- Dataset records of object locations
────────────────────────────────────────
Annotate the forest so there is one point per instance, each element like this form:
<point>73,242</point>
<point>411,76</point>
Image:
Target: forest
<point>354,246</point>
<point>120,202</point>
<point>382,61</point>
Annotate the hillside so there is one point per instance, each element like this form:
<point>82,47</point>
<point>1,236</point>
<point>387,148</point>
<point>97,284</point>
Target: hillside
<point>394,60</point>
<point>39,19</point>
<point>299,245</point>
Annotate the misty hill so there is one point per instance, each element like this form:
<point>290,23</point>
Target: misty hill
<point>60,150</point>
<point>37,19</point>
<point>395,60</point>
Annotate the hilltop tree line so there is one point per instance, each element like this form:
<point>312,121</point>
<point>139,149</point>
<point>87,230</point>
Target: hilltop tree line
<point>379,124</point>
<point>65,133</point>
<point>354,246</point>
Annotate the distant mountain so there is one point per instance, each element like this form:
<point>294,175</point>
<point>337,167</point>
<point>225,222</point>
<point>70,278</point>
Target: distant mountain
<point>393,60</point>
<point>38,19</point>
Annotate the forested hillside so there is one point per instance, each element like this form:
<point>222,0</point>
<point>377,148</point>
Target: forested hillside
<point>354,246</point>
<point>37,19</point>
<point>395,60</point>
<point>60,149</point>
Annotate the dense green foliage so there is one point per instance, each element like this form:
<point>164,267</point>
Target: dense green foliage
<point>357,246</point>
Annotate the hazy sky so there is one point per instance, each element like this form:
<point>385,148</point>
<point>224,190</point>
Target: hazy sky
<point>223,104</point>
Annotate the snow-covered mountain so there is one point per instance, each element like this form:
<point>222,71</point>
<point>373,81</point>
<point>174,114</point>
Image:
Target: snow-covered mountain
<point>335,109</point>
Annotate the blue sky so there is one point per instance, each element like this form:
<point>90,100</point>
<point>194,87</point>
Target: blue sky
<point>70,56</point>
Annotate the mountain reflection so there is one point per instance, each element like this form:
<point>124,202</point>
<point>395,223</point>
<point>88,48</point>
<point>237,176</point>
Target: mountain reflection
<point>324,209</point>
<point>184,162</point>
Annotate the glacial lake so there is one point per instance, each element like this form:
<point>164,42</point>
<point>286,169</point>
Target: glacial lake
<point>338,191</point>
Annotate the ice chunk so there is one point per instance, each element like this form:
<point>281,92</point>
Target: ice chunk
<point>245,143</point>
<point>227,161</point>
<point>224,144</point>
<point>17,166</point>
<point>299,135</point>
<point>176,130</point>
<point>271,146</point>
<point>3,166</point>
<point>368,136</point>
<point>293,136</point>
────────────────────────────────────────
- GOAL
Output every line of the listing above exactly as it appears, keeping the original order and formatting.

- EXERCISE ANSWER
Annotate the forest so there is one point per instance, each element like this form:
<point>73,242</point>
<point>411,76</point>
Image:
Target: forest
<point>354,246</point>
<point>120,202</point>
<point>382,61</point>
Annotate the hillside so there is one point per instance, each element like this form:
<point>82,47</point>
<point>1,236</point>
<point>387,148</point>
<point>97,284</point>
Target: hillside
<point>394,60</point>
<point>39,19</point>
<point>299,245</point>
Annotate the misty hill so there is one point per instance, each element like this form:
<point>290,23</point>
Target: misty hill
<point>60,150</point>
<point>37,19</point>
<point>395,60</point>
Annotate the hilltop tree line so there is one point per instance, each element like this form:
<point>312,121</point>
<point>139,149</point>
<point>87,230</point>
Target: hilltop tree line
<point>379,124</point>
<point>65,133</point>
<point>354,246</point>
Annotate the distant mountain so there is one point per instance, each element like this form:
<point>294,175</point>
<point>337,167</point>
<point>225,222</point>
<point>70,278</point>
Target: distant mountain
<point>393,60</point>
<point>38,19</point>
Annotate the forested hillside so there is one point per instance, each element like this form:
<point>222,0</point>
<point>377,148</point>
Target: forested hillside
<point>354,246</point>
<point>37,19</point>
<point>395,60</point>
<point>60,149</point>
Annotate the dense green foliage so there is one point per instance, each element like this form:
<point>164,267</point>
Target: dense green foliage
<point>357,246</point>
Annotate the hazy sky so there is one point per instance, each element like this form:
<point>385,148</point>
<point>224,190</point>
Target: hazy sky
<point>223,104</point>
Annotate the snow-covered mountain so there is one point per instance, each element like this form:
<point>222,71</point>
<point>373,81</point>
<point>174,114</point>
Image:
Target: snow-covered mountain
<point>335,109</point>
Annotate the blue sky so there is one point per instance, each element like this form:
<point>90,100</point>
<point>194,87</point>
Target: blue sky
<point>70,56</point>
Annotate the mountain reflection so there is one point per instance, each element like this form:
<point>124,202</point>
<point>395,223</point>
<point>88,48</point>
<point>237,176</point>
Target: mountain reflection
<point>324,209</point>
<point>184,162</point>
Annotate the glacial lake so there is one point per instance, each element like this form:
<point>164,42</point>
<point>286,169</point>
Target: glacial lake
<point>338,191</point>
Annotate the ice chunk so there is one point per instance, each element like this form:
<point>281,92</point>
Target: ice chunk
<point>245,143</point>
<point>227,161</point>
<point>224,144</point>
<point>17,166</point>
<point>299,135</point>
<point>176,130</point>
<point>271,146</point>
<point>3,166</point>
<point>368,136</point>
<point>293,136</point>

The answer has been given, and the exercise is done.